Your objective — With the pictures excluded, repeat every entry exactly.

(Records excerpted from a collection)
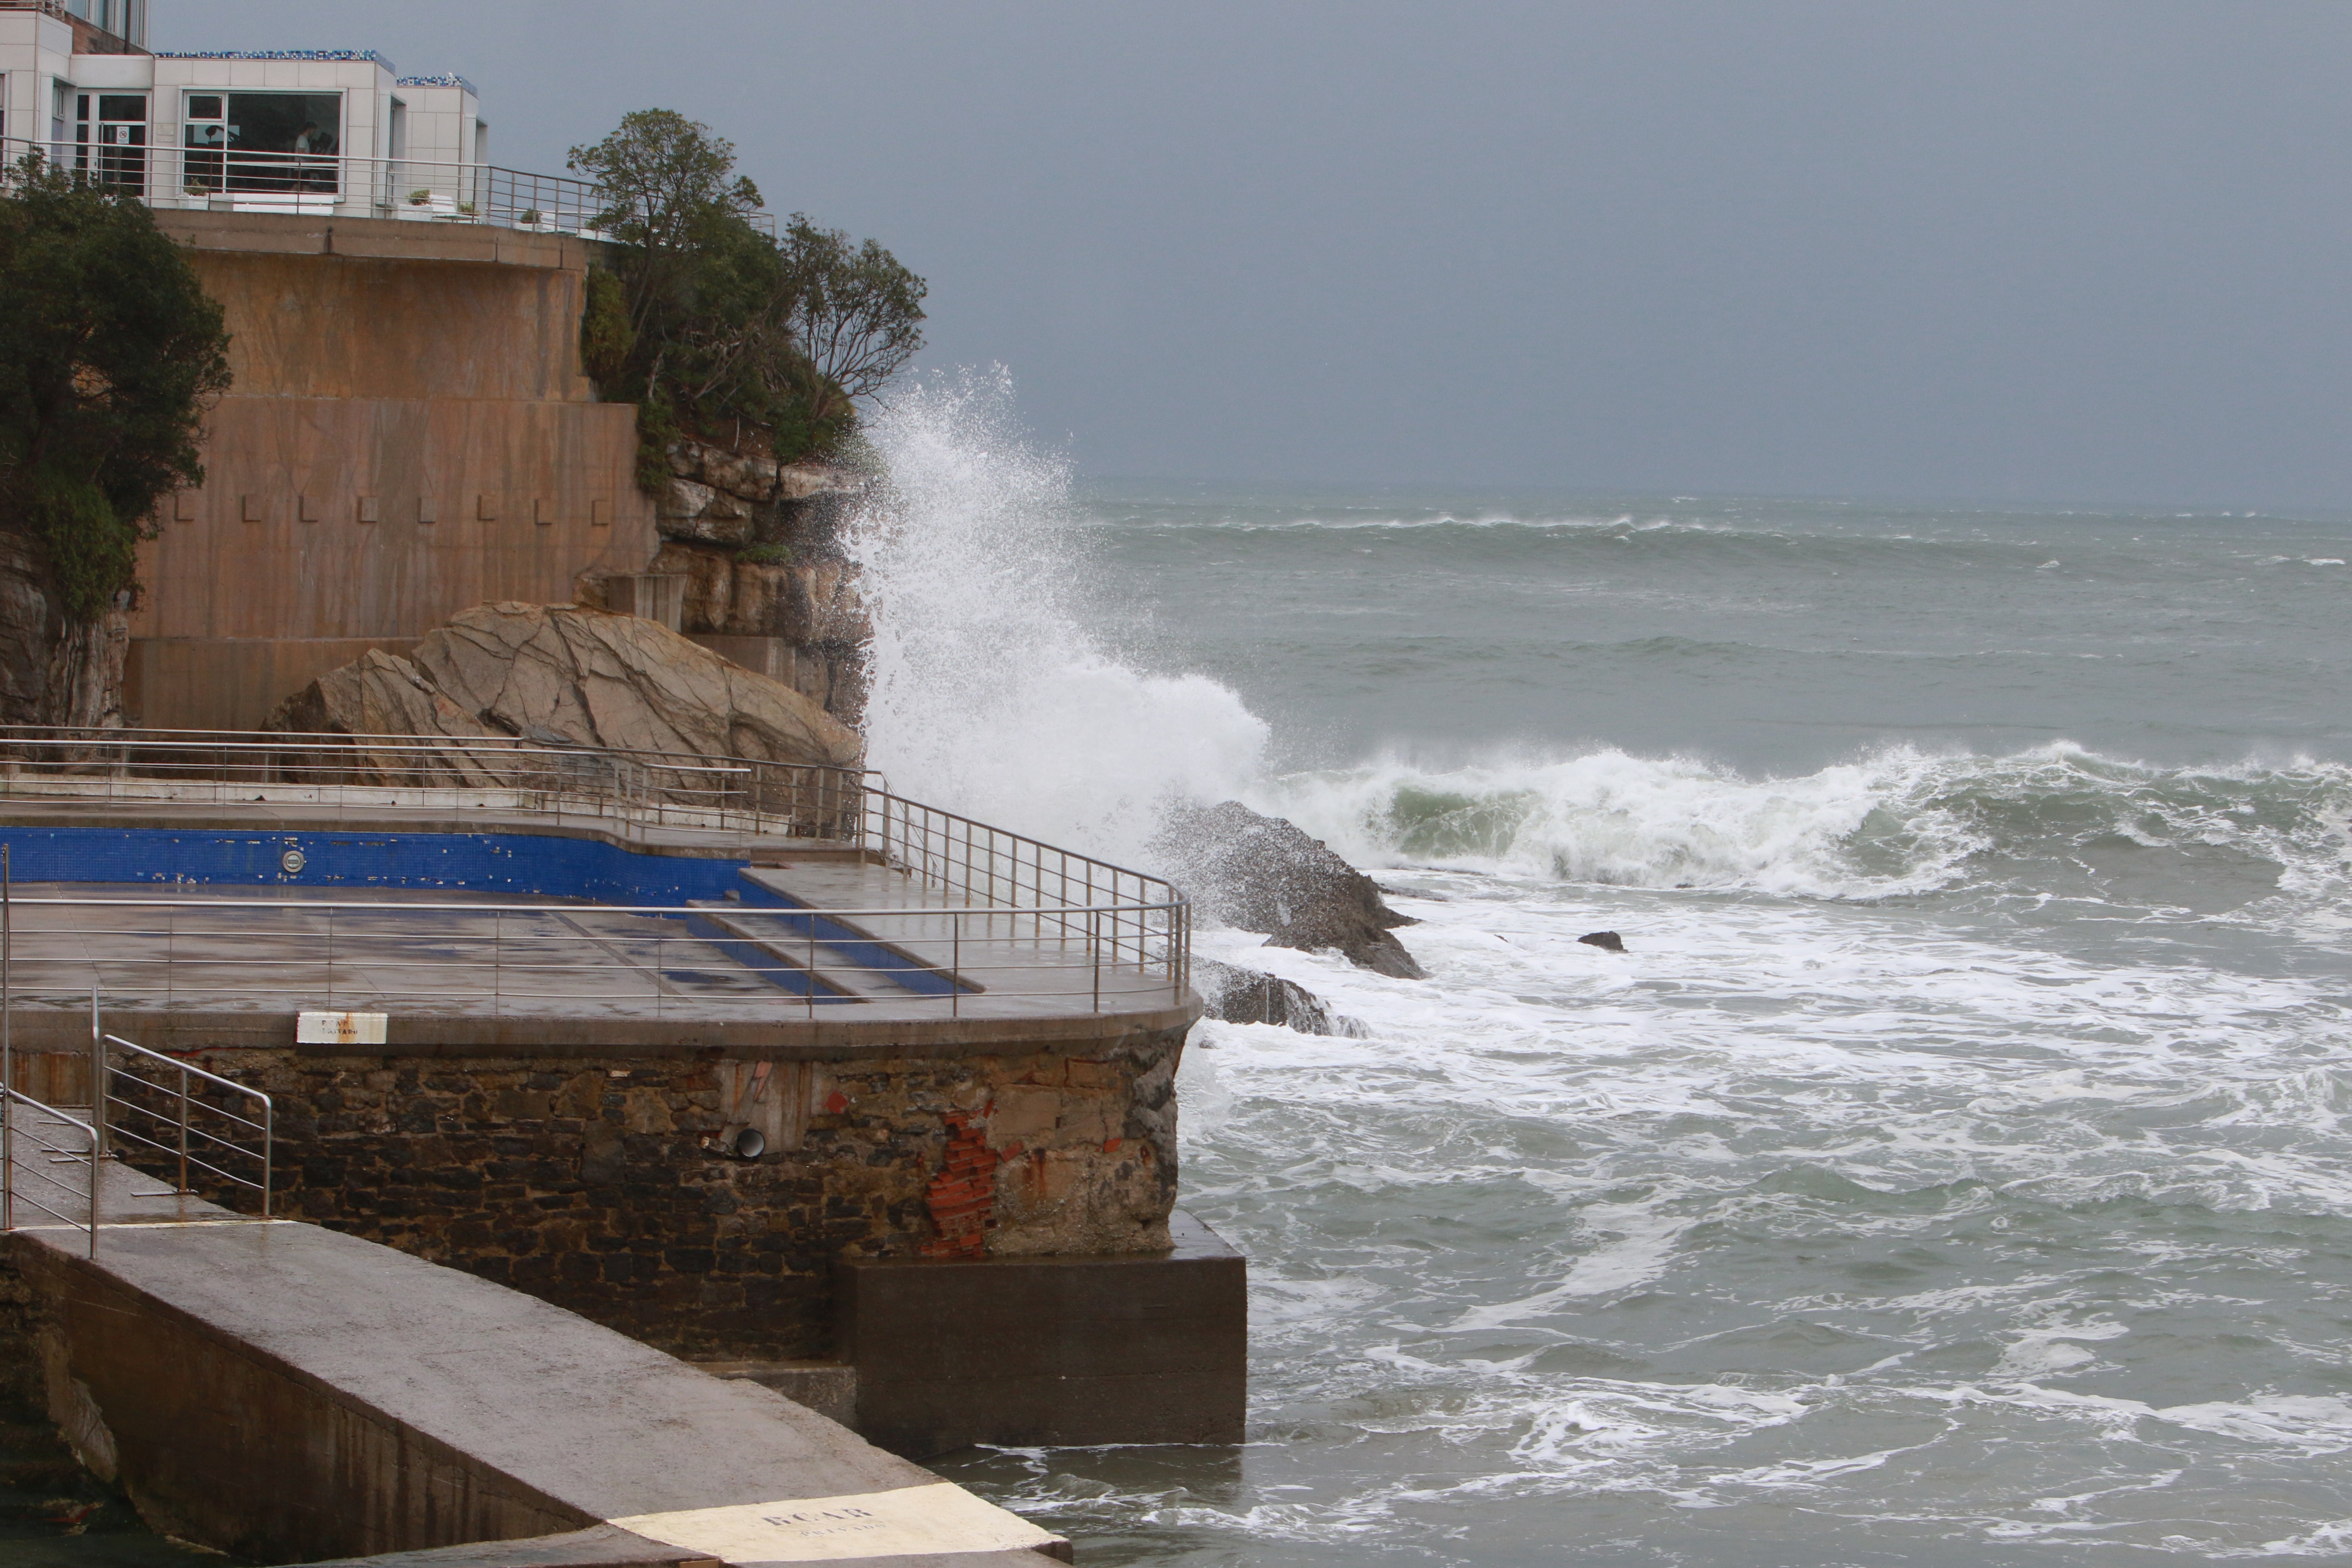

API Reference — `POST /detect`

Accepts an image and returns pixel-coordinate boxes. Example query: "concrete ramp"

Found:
[4,1144,1069,1567]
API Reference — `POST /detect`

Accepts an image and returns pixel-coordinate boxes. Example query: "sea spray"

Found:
[850,369,1268,862]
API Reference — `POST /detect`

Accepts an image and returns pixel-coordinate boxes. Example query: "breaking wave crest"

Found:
[1259,744,2352,907]
[846,375,2352,925]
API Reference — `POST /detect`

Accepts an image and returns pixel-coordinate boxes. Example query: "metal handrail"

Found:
[0,135,775,239]
[0,725,1180,922]
[101,1033,272,1216]
[0,726,871,842]
[0,891,1190,1020]
[0,1087,97,1257]
[0,726,1189,1004]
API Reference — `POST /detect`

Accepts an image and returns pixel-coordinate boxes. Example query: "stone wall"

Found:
[108,1026,1186,1363]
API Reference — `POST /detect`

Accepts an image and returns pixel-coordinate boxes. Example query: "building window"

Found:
[182,91,342,196]
[74,92,147,195]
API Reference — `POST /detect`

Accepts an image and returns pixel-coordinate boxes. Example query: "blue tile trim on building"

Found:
[394,74,479,94]
[155,49,394,67]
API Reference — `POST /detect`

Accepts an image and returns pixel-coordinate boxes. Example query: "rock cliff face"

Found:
[266,601,862,771]
[0,529,129,732]
[591,438,872,729]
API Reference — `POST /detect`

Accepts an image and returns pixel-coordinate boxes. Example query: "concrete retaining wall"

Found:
[125,213,660,732]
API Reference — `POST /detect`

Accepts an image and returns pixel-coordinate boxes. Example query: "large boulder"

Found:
[1194,958,1365,1035]
[266,602,863,771]
[1157,800,1424,979]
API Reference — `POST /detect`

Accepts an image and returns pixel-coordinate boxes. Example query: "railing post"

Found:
[175,1060,190,1195]
[88,985,105,1157]
[951,914,961,1020]
[1091,909,1102,1014]
[3,840,11,1234]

Task response —
API Reference — `POST /detect`

Accepts an image and returns pixel-coordinate boxes. Example query: "concrete ramp"

Found:
[4,1144,1069,1567]
API Reference — `POST /detect`

Accepts an image and returns pixel-coordinate boxes. Example query: "sea spray"

Found:
[850,369,1268,862]
API Reference — `POST /detect`

Accepts an image and returns pixel-coordinate boxes. Example query: "breaking wave crest"

Found:
[1259,744,2352,907]
[846,375,2352,925]
API Reference — `POST /detect`

Accepts an image and returns pixel-coordinate boxes. Example query: "metal handrail"

Found:
[0,135,775,239]
[0,725,1180,922]
[101,1033,272,1216]
[0,726,871,842]
[0,891,1190,1020]
[0,1087,97,1257]
[0,726,1189,1004]
API Reference — `POST /detect`

Accepts an image and returns pixel-coordinate boxes. Example query: "stone wall"

Found:
[108,1026,1186,1363]
API Reference — `POST /detect`

Accepts an image and returns pixel-coordinate boxes. Example query: "building window"

Found:
[182,91,342,196]
[74,92,147,195]
API Reference — `POST /detect`

Accepts an image and returns pixel-coordinate boxes. Example query: "blue tile trim on building"

Found:
[394,74,479,94]
[155,49,394,67]
API Reference — `POST /detect`

Accepts an image and returns pixel-coordinate boxes. Example query: "rock cliff face"

Found:
[266,601,862,771]
[0,529,129,732]
[591,438,872,729]
API Reference — `POST /detect`

Accepts an image and returns pixel-coordinate boxes. Example query: "concrete retaining wall"

Found:
[125,213,660,732]
API Reference — `POST /detect`

Accepts an image and returns pixel-coordinate boxes. Example query: "large boulder"

Found:
[1194,958,1365,1035]
[266,602,863,771]
[1157,800,1424,979]
API Reference — `POST /detect`

Accepts an image and returns pixel-coordinate boxes. Example query: "railing post"

Found:
[175,1060,190,1195]
[88,985,105,1157]
[951,914,961,1020]
[1091,909,1102,1014]
[3,840,11,1234]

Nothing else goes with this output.